━━━━━ QUOTED PASSAGE ━━━━━
In reaching that conclusion,
we are also impressed by the fact that Rule II, § 4.16 relates solely to the
Commission's own actions. Understandably, once litigants in a civil service
proceeding present their case, its resolution is then placed beyond their
control and into the hands of the administrative body. Yet, the mandatory
application of the rule in question would cause the parties to win or lose
simply as a result of unintended actions-even neglect-by that agency. Such an
outcome, rather than fostering decisions based on the merits, would allow sheer
technicalities to defeat actual justice.
Bannister,
666 So.2d at 646 (citation omitted).
By
contrast, as disclosed by its introductory clause, La.Rev.Stat. 40:2531(B)(7) provides the
minimum standards that must be adhered to when a law enforcement officer is
under investigation. Moreover, the mandatory nature of La.Rev.Stat. 40:2531(B)(7)
is clearcut: each investigation shall be completed
within 60 days; a request for an extension of the 60-day time period shall be
set for hearing and the officer under investigation shall be provided notice
and an opportunity to contest an extension of time; if good cause is shown for
the granting of an extension of time, an extension of up to sixty days shall be
granted. Accordingly, even where a continuance is granted for good cause shown,
the Louisiana Legislature has mandated that an investigation of a police
officer must be completed within one hundred and twenty days. Finally, Chapter 25, entitled “Rights of Law Enforcement Officers While Under
Investigation”, La. Rev. Stats. 40:2531-2535, is often referred to as the
Police Officer's Bill of Rights, and its purpose is to protect the due process
rights of law enforcement officers “who are under investigation with a view to
possible disciplinary action, demotion, or dismissal.” Thus, whereas the civil
service rule at issue in Bannister was promulgated by the Civil Service
Commission to ensure administration of its system in an orderly and efficient
manner, the Police Officer's Bill of Rights was drafted by the state
legislature to ensure that law enforcement officers under investigation are
afforded minimum standards of due process.
━━━━━
* SHORT EXERCISE 1 *
Copy the records verbatim from their start through the line containing "x=160 y=447", and leave the pictures out.
* SHORT EXERCISE 2 *
Pick up the passage on Louisiana's Police Officer's Bill of Rights after its last sentence and keep writing.
━━━━━ ENTRIES SHOWN ━━━━━
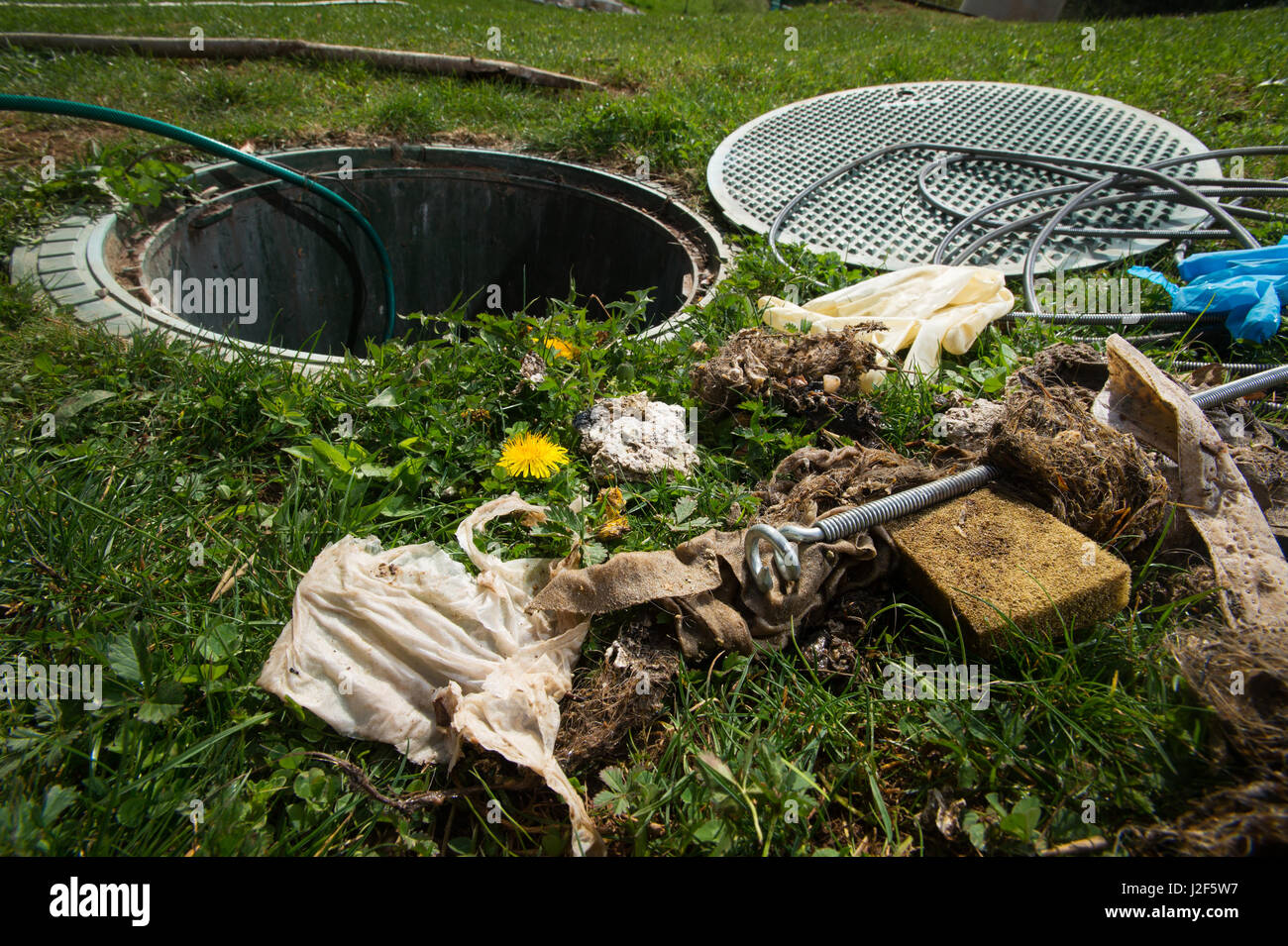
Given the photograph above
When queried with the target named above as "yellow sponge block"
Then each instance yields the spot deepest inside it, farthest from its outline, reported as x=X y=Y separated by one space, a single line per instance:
x=991 y=563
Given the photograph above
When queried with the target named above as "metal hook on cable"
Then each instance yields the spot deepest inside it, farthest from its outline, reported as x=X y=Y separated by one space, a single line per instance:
x=890 y=507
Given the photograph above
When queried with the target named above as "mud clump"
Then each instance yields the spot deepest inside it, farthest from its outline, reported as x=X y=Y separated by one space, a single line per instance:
x=812 y=376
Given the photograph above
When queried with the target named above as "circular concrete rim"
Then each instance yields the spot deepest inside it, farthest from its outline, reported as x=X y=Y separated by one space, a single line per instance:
x=737 y=214
x=71 y=263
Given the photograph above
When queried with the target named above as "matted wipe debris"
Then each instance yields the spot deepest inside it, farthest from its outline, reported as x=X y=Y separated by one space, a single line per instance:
x=406 y=648
x=1087 y=475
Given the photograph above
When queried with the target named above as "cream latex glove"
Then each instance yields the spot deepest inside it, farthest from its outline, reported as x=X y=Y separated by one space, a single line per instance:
x=926 y=308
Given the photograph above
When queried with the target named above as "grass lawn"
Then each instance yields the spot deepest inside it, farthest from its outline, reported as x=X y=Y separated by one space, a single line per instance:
x=160 y=447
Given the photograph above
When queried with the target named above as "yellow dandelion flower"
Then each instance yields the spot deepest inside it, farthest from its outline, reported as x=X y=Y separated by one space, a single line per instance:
x=561 y=348
x=532 y=455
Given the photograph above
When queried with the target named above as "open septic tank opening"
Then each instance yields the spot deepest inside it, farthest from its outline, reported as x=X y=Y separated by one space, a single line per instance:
x=263 y=262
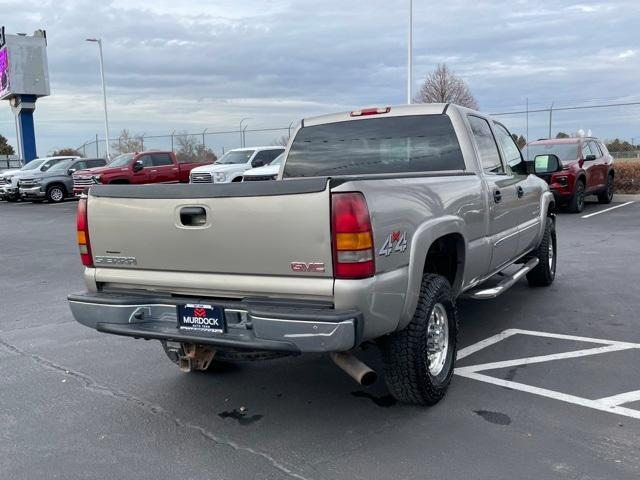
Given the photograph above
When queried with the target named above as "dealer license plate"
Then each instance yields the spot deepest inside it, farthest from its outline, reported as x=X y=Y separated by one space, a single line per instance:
x=201 y=318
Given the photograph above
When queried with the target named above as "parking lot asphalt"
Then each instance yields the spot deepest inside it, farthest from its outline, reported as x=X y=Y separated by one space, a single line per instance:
x=75 y=403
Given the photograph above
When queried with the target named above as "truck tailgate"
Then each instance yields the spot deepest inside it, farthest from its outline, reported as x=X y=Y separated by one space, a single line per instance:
x=253 y=228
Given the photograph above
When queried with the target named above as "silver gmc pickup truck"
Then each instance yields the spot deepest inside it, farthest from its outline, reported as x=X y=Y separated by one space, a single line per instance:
x=379 y=220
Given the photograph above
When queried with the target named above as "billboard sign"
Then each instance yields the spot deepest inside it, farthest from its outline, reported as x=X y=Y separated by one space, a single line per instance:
x=23 y=65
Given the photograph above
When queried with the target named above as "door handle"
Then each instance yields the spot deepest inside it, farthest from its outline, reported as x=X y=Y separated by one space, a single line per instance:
x=193 y=216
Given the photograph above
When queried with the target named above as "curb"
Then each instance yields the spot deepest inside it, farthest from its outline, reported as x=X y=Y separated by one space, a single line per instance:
x=625 y=197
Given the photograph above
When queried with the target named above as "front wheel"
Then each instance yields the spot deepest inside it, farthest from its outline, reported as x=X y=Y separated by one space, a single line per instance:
x=56 y=193
x=419 y=359
x=606 y=196
x=545 y=272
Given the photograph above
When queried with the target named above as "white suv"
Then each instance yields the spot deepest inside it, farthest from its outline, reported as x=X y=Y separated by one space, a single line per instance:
x=232 y=165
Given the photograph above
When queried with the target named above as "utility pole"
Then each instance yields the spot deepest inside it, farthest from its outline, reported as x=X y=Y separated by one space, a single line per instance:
x=410 y=55
x=526 y=148
x=104 y=95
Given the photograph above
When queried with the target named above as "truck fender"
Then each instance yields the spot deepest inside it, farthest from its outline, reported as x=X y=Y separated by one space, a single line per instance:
x=424 y=236
x=546 y=202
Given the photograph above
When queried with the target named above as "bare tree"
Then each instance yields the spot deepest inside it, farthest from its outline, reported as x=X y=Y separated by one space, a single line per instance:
x=443 y=86
x=128 y=143
x=5 y=148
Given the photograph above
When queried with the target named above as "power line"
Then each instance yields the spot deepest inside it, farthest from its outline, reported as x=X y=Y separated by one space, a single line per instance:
x=556 y=109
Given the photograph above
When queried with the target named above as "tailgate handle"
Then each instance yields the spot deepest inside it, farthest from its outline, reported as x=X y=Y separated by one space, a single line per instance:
x=193 y=216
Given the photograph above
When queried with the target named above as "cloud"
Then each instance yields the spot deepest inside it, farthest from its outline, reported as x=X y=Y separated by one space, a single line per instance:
x=199 y=64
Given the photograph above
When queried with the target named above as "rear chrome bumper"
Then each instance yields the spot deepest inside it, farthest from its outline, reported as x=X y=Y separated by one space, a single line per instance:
x=254 y=324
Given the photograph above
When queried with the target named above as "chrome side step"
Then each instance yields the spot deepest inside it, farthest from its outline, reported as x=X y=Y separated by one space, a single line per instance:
x=493 y=292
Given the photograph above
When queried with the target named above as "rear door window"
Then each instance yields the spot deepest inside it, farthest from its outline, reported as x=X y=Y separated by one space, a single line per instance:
x=487 y=148
x=423 y=143
x=146 y=160
x=161 y=159
x=513 y=156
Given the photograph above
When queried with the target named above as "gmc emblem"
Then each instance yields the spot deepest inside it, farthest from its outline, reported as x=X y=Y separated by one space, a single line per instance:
x=307 y=267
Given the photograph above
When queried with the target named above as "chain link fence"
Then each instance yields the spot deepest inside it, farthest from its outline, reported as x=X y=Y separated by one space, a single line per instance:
x=201 y=146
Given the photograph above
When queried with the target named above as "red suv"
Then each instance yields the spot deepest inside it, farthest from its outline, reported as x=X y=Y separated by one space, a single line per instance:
x=587 y=169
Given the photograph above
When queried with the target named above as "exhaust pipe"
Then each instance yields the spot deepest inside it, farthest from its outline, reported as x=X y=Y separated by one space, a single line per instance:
x=357 y=370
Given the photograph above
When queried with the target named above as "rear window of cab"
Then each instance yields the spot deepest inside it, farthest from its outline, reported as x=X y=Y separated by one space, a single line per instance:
x=416 y=143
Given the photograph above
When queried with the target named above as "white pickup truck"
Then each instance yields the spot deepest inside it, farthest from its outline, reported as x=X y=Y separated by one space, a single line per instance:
x=382 y=218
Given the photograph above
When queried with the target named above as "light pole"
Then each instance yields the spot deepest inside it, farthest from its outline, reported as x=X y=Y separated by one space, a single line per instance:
x=410 y=55
x=242 y=132
x=104 y=94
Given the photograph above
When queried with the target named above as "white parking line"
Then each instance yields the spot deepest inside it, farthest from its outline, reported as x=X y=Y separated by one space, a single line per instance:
x=607 y=404
x=621 y=398
x=607 y=209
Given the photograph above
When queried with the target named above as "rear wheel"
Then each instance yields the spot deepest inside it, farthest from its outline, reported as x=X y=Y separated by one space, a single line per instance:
x=576 y=205
x=545 y=272
x=606 y=196
x=56 y=193
x=419 y=359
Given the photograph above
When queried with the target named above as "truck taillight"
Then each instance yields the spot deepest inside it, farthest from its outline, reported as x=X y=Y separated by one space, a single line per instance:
x=370 y=111
x=83 y=233
x=352 y=236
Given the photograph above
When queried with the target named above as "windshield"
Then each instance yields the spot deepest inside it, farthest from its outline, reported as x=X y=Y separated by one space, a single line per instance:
x=424 y=143
x=278 y=160
x=33 y=164
x=235 y=156
x=50 y=163
x=63 y=165
x=566 y=152
x=122 y=160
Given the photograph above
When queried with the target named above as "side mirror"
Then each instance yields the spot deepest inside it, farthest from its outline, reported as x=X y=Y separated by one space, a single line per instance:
x=138 y=165
x=546 y=164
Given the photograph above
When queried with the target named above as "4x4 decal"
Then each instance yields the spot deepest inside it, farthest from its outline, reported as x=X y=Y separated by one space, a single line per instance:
x=395 y=242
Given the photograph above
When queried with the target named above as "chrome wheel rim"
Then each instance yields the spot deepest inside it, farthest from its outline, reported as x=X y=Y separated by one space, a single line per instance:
x=437 y=339
x=56 y=194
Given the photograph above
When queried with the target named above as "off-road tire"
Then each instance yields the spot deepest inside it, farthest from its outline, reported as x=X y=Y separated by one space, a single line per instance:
x=576 y=204
x=606 y=196
x=56 y=193
x=545 y=272
x=405 y=352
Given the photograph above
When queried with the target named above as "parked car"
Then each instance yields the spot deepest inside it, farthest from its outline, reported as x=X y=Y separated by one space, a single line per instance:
x=366 y=240
x=587 y=169
x=136 y=168
x=56 y=183
x=268 y=172
x=9 y=189
x=232 y=165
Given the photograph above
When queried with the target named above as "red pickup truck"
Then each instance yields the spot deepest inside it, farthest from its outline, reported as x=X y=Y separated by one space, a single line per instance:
x=136 y=168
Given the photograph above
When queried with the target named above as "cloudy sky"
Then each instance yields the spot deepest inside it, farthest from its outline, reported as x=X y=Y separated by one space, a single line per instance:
x=193 y=64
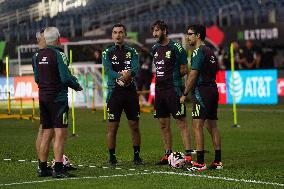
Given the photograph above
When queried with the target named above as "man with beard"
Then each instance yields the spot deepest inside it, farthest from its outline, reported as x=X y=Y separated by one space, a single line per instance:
x=201 y=81
x=121 y=65
x=53 y=78
x=170 y=60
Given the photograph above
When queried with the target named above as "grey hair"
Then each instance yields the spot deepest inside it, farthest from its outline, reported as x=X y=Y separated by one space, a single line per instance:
x=51 y=34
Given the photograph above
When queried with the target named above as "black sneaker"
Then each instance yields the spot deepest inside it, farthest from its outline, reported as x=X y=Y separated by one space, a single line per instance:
x=163 y=161
x=44 y=173
x=138 y=161
x=61 y=174
x=69 y=168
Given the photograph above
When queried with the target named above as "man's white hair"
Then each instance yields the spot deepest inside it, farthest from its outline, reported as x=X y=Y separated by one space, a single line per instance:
x=51 y=34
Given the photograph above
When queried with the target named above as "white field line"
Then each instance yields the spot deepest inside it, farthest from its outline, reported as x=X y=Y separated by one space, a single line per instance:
x=252 y=110
x=150 y=173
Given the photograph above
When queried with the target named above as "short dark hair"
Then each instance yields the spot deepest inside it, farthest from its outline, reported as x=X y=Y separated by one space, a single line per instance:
x=160 y=24
x=119 y=25
x=198 y=29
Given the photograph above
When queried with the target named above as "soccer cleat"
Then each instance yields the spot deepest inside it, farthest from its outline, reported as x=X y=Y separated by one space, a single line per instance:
x=138 y=161
x=44 y=173
x=216 y=166
x=61 y=174
x=113 y=162
x=188 y=160
x=164 y=160
x=197 y=167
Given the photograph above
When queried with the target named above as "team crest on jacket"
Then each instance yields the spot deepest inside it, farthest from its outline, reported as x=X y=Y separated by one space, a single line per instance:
x=114 y=57
x=156 y=55
x=168 y=54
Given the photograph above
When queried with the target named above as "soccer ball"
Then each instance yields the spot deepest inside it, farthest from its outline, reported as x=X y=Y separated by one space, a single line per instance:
x=65 y=160
x=176 y=160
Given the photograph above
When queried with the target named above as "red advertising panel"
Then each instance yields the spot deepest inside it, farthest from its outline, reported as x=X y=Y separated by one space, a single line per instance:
x=280 y=86
x=221 y=83
x=25 y=87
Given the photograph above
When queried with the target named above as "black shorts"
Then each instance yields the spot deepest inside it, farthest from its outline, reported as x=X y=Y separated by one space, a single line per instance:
x=126 y=100
x=167 y=102
x=53 y=114
x=205 y=103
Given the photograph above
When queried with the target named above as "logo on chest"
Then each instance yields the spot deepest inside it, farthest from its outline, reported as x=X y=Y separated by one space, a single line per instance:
x=168 y=54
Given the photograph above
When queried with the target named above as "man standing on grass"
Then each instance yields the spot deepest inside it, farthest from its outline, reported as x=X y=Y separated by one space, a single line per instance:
x=170 y=60
x=201 y=81
x=53 y=78
x=41 y=47
x=121 y=65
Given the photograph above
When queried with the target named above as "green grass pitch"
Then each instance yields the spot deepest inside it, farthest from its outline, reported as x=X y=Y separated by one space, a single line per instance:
x=253 y=155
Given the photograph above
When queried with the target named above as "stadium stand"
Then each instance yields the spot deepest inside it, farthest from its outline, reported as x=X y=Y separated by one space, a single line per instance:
x=20 y=19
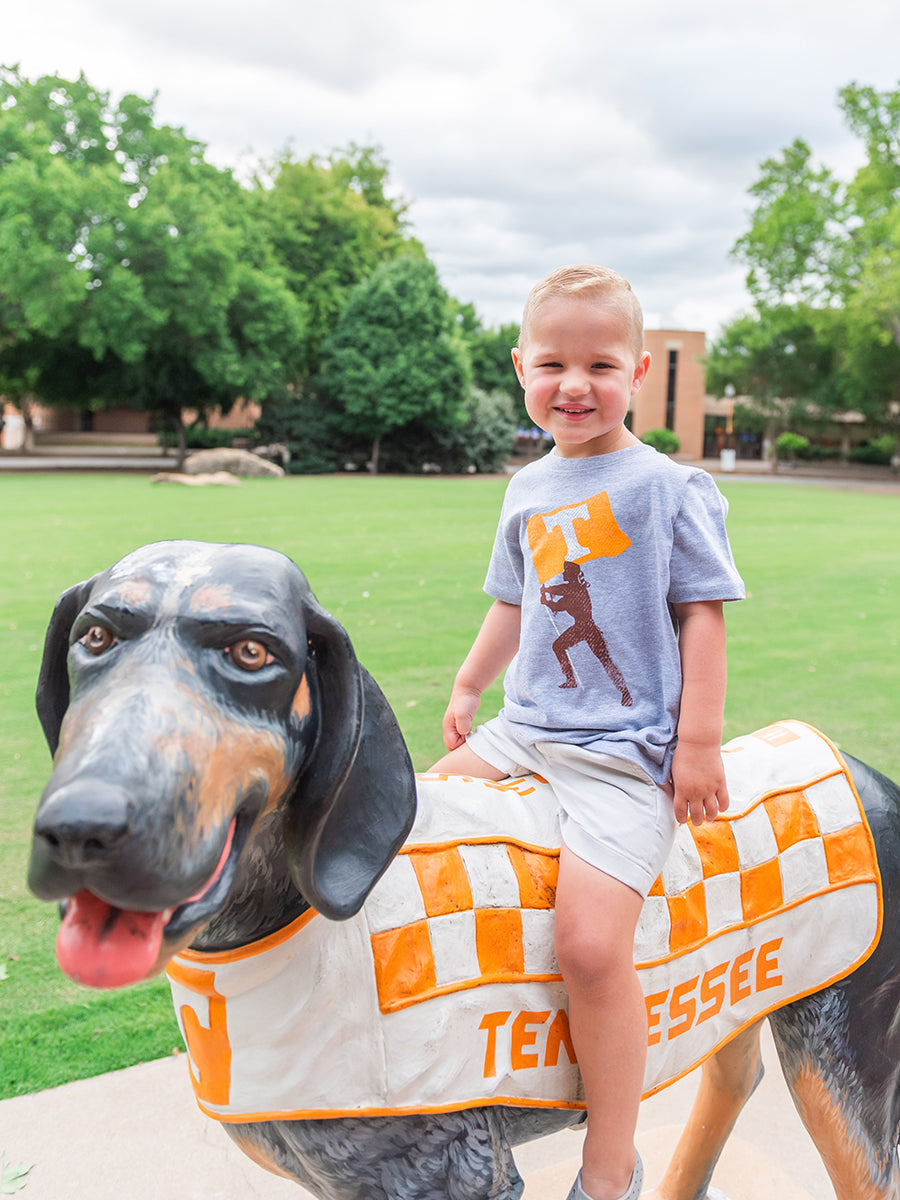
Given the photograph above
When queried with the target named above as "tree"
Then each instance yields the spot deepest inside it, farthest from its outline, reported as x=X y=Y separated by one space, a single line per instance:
x=330 y=222
x=823 y=270
x=492 y=364
x=131 y=269
x=396 y=355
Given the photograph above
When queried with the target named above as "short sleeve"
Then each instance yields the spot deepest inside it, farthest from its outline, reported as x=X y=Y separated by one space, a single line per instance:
x=505 y=571
x=702 y=565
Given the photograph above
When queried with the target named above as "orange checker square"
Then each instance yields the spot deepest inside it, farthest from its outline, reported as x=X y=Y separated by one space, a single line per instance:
x=791 y=817
x=688 y=917
x=403 y=965
x=850 y=856
x=443 y=881
x=498 y=942
x=761 y=893
x=537 y=875
x=717 y=847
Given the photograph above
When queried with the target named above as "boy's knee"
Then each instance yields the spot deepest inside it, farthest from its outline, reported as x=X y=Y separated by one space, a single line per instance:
x=592 y=958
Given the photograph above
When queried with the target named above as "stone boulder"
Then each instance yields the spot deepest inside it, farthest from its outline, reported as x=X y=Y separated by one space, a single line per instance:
x=237 y=462
x=221 y=478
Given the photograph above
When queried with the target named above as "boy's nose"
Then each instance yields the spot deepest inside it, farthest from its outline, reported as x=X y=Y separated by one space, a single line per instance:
x=575 y=383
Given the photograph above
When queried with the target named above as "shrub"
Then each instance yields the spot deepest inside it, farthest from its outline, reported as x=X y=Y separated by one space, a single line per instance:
x=877 y=451
x=480 y=442
x=789 y=445
x=664 y=441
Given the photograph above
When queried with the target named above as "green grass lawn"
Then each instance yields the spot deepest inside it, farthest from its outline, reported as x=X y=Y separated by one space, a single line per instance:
x=401 y=563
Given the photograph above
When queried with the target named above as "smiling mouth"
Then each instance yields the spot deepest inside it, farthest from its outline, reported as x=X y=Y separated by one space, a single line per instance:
x=102 y=946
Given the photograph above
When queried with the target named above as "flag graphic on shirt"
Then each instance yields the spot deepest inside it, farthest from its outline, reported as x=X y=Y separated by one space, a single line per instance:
x=561 y=541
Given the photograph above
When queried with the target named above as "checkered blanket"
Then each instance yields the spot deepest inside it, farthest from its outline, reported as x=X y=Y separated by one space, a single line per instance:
x=445 y=993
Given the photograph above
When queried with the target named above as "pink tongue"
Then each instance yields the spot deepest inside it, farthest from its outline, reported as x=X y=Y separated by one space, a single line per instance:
x=105 y=947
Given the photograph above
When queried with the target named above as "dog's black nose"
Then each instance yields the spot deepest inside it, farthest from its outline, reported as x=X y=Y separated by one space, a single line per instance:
x=82 y=823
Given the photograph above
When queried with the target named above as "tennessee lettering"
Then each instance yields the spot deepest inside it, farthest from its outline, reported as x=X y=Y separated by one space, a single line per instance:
x=533 y=1039
x=673 y=1012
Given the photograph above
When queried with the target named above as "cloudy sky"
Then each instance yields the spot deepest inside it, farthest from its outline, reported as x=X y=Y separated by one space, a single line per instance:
x=525 y=133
━━━━━
* REPLY 1 *
Given the photograph above
When queried with the target named above as "yellow sponge block"
Then each instance yields the spot deepest inside it, farthest from its outline, reported as x=X y=Y separated by one space, a single line per instance:
x=991 y=563
Given the photograph above
When queried with the target named above as "metal hook on cable"
Then each instance yields the spot deepest inside it, farthest from its outline, reported as x=X y=Y separated by one space, a single line per instance:
x=890 y=507
Given the photograph above
When queried with the target named above as "mud clump"
Then each instance yields the spot deepest inside it, farthest from its outline, reported as x=X y=Y separated by one space, a single line per instance:
x=812 y=376
Given the photograph above
When queried with the target named above as "circular concrete rim"
Then each instance yields the spot deepest inside it, farthest from its outline, reported as x=X y=Y separated by one space, a single line per instance:
x=737 y=214
x=71 y=263
Given the photograph above
When queried with the target named above as "matted wipe debris"
Then each instance yields the spot deepest inside it, farthest from its outline, reported as x=X y=Y separated by one space, a single line per instance:
x=406 y=648
x=1087 y=475
Given the photograph above
When queried with the target named above as "cream latex glove"
Then each instance yields the spot deepest inside it, farthest from its outline, reported as x=X y=Y separated by one space, a single line per instance:
x=926 y=308
Given the photograph above
When queried with the target named above as "grass lawn"
Then each instance yields the spot deepest inside it, farthest from its outline, reported as x=X y=Y separated by one space, a single line per instance:
x=160 y=447

* REPLY 2 *
In this case, it is undisputed
that the investigation went well beyond both the mandated initial sixty-day
period and the maximum allowable one-hundred-and-twenty-day period FN1.
No extension was requested*41 and Sgt. Davis was not notified of the continuing
investigation or given an opportunity to object to the delay in resolving the
matter. Under these circumstances, we find that the violation of La.Rev.Stat. 40:2531(B)(7) is a
basis for granting Sgt. Davis's appeal.
FN1. The criminal
investigation ended on June 24, 2002, when the District Attorney's office
refused to institute charges against Sgt. Davis and the matter was transferred
to the OMI to complete the administrative investigation. The administrative
investigation was not completed for another eleven months. Because the period
relating solely to the administrative investigation after completion of the
criminal investigation extended well beyond the statutory sixty-day period we
need not address whether the statutory period was tolled by the criminal
investigation.
Conclusion
The Civil Service Commission
was clearly erroneous in failing to grant appellant's appeal based on the
violation of La.Rev.Stat. 40:2531(B)(7).
Accordingly, the decision of the Commission is reversed and the appeal filed by
Sgt. Davis is granted.
REVERSED.
La.App. 4 Cir.,2005.
899 So.2d 37, 2004-1023
(La.App. 4 Cir. 2/2/05)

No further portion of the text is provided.